[Records of point annotations]
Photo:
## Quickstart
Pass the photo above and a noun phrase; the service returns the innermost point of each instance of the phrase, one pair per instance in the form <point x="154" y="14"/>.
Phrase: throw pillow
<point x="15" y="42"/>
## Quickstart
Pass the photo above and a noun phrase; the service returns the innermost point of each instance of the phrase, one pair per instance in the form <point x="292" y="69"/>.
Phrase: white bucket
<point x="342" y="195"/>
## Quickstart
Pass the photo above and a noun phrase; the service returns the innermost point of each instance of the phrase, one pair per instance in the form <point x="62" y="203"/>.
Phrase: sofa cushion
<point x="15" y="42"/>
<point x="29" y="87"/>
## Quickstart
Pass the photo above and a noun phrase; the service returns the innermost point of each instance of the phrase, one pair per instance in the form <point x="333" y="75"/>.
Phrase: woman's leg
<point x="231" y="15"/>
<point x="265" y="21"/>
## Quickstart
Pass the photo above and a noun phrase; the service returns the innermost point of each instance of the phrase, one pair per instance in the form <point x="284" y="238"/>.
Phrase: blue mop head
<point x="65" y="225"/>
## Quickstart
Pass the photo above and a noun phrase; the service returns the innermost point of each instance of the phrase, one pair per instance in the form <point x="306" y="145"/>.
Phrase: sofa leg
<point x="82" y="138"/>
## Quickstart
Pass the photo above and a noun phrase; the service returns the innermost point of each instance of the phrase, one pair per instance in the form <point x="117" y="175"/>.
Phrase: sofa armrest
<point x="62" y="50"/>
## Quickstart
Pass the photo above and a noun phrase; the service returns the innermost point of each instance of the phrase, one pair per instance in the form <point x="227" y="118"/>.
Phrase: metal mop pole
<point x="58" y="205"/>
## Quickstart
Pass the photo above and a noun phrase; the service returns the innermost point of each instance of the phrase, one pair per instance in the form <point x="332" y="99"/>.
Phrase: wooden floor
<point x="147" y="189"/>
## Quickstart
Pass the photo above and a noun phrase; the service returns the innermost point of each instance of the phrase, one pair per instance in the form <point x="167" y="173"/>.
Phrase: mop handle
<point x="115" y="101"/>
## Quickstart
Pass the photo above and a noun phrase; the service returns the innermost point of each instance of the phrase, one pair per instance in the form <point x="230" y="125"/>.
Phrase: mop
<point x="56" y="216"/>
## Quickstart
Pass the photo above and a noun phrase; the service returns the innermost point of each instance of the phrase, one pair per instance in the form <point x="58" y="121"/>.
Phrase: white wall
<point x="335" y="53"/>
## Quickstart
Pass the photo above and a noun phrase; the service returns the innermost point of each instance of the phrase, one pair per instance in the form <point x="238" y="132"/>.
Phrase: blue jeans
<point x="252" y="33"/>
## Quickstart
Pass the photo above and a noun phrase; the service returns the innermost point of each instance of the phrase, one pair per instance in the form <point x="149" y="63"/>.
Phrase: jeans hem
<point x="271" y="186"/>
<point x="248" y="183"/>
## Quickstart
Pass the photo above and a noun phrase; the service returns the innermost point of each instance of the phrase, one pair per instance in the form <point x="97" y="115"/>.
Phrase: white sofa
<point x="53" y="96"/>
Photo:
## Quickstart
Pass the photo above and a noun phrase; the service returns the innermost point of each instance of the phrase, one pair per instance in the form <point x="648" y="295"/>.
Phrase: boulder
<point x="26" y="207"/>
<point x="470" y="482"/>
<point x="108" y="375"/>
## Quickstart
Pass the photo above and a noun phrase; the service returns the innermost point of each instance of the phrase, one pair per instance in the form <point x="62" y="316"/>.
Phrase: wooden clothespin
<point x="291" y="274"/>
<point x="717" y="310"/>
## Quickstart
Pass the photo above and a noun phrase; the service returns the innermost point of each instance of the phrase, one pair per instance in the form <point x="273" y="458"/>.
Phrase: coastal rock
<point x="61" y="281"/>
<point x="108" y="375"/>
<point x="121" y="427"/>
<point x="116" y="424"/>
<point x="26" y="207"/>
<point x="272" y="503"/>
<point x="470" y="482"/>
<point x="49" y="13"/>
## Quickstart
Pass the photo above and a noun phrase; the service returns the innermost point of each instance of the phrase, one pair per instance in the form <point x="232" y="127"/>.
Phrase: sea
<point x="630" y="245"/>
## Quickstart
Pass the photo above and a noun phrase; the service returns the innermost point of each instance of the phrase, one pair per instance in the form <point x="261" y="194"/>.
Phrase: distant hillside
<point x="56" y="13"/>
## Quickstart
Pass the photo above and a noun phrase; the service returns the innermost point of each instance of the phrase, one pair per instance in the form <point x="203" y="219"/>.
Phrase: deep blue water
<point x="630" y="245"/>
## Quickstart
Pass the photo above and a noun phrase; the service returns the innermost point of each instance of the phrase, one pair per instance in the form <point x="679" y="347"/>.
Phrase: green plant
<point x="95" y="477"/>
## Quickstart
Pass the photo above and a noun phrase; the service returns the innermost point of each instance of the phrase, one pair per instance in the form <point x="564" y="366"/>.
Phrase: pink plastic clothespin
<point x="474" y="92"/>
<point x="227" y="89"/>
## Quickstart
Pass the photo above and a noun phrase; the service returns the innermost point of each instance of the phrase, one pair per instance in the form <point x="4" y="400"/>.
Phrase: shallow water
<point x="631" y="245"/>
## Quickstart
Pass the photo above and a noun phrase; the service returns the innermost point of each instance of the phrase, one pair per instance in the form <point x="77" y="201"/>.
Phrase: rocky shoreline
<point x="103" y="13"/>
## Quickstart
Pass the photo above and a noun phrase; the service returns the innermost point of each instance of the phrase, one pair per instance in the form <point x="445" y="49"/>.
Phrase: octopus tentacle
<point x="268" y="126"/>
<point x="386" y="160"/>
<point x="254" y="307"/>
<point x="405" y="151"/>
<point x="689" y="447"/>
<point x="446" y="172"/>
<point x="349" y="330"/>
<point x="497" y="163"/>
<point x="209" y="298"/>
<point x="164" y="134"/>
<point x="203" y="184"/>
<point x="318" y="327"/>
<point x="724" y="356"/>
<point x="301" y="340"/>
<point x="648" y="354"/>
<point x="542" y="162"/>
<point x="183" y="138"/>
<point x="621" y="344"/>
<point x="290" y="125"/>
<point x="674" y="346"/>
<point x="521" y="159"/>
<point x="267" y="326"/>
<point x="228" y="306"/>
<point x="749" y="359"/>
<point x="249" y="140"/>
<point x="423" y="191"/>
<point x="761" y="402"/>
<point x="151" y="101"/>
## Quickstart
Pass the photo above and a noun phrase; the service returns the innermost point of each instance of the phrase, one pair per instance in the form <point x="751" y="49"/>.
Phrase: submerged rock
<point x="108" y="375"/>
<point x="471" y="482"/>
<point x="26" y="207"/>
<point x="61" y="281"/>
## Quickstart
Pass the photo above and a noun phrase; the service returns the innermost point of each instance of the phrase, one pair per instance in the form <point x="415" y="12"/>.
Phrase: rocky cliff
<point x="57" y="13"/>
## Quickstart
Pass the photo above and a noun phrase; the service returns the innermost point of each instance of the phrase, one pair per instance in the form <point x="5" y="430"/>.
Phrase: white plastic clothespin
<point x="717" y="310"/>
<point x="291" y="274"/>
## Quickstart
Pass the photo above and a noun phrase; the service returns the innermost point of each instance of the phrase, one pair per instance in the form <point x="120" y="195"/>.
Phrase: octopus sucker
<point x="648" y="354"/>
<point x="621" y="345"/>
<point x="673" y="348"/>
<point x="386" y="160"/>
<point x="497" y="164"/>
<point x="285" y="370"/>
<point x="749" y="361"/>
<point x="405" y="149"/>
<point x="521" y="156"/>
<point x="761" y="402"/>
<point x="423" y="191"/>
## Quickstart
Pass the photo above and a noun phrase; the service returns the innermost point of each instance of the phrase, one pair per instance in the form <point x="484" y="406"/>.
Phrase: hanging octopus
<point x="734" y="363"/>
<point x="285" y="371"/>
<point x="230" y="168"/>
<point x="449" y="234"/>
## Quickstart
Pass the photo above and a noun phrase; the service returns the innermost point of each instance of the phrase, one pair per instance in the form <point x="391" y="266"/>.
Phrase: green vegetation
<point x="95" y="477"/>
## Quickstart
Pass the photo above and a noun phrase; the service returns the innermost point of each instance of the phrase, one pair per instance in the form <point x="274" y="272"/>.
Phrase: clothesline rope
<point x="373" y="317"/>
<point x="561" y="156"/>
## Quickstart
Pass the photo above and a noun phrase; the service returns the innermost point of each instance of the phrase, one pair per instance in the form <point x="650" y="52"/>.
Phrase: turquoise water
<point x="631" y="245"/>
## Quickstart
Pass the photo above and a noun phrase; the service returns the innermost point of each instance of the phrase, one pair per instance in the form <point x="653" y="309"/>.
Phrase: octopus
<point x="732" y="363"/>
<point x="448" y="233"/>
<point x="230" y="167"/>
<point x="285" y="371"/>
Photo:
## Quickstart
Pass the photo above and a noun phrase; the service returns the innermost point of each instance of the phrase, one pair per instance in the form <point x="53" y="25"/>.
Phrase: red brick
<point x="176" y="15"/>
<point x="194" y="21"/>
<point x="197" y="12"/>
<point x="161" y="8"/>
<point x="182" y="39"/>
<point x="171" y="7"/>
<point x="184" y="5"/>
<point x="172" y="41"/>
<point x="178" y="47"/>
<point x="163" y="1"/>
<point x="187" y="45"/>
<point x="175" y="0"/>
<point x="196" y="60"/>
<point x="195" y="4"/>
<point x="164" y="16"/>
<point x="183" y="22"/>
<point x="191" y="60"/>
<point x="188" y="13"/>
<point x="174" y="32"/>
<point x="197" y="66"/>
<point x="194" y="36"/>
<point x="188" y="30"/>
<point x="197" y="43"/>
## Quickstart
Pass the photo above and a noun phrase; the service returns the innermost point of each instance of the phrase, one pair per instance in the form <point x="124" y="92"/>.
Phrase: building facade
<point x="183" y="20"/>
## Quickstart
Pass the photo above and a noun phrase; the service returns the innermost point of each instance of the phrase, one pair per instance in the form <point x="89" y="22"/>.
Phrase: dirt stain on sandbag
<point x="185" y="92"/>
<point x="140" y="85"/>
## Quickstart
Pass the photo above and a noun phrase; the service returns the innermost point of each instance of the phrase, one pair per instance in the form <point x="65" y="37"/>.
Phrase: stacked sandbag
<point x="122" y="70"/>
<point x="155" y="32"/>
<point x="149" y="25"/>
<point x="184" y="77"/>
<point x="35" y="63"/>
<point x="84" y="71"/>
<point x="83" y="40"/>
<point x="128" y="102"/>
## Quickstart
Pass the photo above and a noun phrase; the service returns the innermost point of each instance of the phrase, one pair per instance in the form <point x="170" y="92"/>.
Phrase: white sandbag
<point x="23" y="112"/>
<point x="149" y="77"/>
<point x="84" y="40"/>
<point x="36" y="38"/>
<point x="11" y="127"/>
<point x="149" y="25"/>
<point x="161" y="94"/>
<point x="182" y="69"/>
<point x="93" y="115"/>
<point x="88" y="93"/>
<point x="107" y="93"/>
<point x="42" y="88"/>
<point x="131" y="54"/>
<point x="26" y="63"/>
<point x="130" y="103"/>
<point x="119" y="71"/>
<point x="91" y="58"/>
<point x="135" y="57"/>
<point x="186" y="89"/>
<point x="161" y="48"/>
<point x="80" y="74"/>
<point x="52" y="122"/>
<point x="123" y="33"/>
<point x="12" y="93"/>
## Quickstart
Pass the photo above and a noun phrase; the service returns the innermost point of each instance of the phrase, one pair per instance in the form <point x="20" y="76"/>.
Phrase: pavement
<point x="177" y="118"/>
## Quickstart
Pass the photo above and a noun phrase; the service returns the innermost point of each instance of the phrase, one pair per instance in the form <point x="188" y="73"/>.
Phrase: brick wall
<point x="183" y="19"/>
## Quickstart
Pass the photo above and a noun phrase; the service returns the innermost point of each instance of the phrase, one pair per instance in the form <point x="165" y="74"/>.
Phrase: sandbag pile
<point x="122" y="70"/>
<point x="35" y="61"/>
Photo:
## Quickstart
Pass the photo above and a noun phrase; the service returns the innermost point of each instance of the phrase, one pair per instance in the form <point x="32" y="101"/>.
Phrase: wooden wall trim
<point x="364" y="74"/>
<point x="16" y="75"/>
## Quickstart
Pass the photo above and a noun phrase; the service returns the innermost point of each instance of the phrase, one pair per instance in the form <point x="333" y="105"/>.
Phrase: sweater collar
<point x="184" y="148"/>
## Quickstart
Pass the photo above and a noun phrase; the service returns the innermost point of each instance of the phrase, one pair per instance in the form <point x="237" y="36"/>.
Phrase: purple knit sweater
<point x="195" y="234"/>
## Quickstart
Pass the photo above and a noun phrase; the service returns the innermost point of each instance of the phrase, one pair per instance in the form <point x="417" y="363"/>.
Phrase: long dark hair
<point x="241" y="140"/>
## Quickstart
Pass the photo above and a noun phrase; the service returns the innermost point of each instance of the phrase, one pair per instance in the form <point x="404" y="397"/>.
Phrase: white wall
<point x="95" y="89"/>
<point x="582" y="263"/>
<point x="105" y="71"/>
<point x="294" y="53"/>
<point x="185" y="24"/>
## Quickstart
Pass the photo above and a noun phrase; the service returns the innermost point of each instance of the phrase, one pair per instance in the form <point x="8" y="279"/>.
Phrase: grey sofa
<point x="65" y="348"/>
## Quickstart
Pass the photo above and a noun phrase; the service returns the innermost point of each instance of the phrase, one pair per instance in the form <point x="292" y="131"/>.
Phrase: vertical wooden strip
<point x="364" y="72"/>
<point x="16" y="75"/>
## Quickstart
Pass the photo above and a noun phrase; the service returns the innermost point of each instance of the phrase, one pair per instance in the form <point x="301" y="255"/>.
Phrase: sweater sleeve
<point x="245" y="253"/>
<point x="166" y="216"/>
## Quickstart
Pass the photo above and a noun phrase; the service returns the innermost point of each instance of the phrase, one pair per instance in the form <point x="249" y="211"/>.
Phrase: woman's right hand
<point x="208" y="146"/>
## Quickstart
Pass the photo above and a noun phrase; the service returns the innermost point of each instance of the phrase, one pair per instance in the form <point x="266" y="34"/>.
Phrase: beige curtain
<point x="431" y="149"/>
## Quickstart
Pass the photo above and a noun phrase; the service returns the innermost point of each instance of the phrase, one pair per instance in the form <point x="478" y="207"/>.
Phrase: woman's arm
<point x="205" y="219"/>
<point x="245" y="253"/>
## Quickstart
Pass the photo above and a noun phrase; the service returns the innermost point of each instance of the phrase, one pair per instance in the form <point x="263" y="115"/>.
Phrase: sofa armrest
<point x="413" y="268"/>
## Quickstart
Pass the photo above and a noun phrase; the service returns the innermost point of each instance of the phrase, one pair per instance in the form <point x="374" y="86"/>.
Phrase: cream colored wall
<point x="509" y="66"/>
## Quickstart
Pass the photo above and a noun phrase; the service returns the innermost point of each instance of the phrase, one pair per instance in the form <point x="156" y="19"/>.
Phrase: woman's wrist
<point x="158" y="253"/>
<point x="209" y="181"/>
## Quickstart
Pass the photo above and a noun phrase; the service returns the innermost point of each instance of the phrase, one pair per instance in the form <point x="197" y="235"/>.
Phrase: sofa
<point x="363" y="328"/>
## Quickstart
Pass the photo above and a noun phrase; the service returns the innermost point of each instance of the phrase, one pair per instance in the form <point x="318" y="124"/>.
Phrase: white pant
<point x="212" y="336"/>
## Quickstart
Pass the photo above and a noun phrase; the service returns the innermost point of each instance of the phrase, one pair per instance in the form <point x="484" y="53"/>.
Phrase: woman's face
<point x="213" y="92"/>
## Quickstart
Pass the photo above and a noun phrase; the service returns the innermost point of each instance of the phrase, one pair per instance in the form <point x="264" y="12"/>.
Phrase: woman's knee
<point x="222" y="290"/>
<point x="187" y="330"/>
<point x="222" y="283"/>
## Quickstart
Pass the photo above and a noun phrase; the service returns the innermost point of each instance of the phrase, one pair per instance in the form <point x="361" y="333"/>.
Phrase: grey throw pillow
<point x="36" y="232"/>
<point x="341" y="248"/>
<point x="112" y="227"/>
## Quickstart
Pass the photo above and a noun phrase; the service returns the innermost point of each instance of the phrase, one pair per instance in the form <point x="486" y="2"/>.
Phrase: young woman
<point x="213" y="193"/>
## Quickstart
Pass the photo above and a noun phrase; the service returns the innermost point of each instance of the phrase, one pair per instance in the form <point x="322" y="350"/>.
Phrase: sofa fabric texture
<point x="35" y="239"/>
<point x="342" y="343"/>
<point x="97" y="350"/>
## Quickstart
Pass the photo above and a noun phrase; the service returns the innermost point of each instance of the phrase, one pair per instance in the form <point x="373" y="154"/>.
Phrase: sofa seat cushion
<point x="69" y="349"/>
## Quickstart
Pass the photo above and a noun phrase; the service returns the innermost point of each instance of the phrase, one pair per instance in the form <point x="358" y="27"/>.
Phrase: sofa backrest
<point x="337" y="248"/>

• **To do**
Select and copy every line of the material above that contains the string "octopus", treating uppercase and lowercase letters as different.

• **Full answer**
Phrase: octopus tentacle
Phrase: octopus sucker
Phrase: hanging octopus
Phrase: octopus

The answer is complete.